§ **Supplied information**:
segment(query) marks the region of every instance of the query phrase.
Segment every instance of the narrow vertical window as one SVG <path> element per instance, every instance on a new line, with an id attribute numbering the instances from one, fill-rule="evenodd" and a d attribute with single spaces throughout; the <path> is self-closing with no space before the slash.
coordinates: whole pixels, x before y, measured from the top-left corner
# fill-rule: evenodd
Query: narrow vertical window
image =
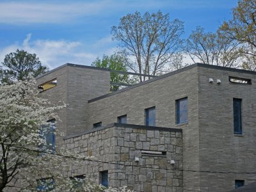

§ **What the task asks**: Reproduce every line of the items above word for word, and leave the pictures out.

§ **The answer**:
segment(query) marks the region of every instance of the query phrase.
Segment every instance of the narrow vertical window as one SVG <path> element per instance, every instance on a new line, with an id attribute numbering the instances from one, fill-rule="evenodd" and a d attribute with single spaces throughout; the <path> is self-closing with no space before the slash.
coordinates: whole pixels, x before y, measured from the top-left corner
# fill-rule: evenodd
Query: narrow vertical window
image =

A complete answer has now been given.